Named-object pointing records:
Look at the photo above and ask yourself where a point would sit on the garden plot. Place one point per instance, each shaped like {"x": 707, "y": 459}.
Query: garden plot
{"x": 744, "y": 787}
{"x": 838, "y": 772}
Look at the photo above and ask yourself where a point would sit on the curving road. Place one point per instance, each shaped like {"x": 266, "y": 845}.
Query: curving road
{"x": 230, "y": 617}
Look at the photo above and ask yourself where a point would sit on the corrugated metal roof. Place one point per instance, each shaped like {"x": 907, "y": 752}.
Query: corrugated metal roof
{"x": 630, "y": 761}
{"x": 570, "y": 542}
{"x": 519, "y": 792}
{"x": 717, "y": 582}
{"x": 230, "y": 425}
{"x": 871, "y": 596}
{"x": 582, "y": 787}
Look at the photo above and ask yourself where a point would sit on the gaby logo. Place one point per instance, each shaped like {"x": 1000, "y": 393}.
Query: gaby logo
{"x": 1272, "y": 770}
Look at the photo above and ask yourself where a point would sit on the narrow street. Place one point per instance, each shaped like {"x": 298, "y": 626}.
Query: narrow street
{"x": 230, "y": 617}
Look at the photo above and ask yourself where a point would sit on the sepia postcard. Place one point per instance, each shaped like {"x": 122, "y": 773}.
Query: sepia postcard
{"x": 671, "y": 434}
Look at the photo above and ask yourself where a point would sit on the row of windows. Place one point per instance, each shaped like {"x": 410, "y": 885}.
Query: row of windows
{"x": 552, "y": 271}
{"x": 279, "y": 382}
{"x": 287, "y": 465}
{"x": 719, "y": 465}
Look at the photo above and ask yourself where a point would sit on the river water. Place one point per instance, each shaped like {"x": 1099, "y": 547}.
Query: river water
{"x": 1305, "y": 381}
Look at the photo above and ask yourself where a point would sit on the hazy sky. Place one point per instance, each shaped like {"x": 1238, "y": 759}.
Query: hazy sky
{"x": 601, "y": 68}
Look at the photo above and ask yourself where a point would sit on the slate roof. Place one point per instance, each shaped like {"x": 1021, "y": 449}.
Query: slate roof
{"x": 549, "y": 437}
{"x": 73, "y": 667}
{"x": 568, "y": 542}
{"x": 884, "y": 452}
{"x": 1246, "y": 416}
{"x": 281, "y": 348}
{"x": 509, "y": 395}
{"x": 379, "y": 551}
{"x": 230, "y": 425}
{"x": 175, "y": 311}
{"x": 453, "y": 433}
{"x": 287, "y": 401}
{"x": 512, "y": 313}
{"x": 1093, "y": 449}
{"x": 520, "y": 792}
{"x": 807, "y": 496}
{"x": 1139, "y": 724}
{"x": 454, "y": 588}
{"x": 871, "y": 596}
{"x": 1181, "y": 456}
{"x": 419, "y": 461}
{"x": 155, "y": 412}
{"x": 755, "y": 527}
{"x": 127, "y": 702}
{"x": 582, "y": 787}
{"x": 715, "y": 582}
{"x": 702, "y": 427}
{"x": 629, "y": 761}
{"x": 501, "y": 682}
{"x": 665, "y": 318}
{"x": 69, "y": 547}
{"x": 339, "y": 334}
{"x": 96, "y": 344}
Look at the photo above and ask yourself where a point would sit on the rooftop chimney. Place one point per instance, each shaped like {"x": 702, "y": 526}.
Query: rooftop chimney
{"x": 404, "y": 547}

* * *

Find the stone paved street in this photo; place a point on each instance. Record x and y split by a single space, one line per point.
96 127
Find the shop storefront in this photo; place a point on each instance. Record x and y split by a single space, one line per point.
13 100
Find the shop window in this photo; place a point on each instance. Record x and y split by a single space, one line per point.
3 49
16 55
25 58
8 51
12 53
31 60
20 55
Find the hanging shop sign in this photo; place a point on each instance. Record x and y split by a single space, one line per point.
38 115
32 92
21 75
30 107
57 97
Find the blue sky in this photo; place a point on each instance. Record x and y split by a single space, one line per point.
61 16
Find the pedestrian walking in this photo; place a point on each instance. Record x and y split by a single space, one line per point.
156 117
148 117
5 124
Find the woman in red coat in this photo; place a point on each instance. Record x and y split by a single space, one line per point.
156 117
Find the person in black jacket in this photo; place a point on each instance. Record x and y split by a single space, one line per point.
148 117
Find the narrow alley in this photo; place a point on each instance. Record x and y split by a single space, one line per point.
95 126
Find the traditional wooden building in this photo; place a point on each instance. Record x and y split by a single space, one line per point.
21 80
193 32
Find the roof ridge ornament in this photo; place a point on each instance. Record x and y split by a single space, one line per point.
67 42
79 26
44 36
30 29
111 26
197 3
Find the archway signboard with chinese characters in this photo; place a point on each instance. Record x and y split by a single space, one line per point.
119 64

## BRIEF
List every line from the records above that contains the word "river", copying each one in full.

## OUTPUT BELOW
Look at the photo above and ask yourself where a point would sit on the river water. Place one point per instance, each shaped like {"x": 1099, "y": 547}.
Query: river water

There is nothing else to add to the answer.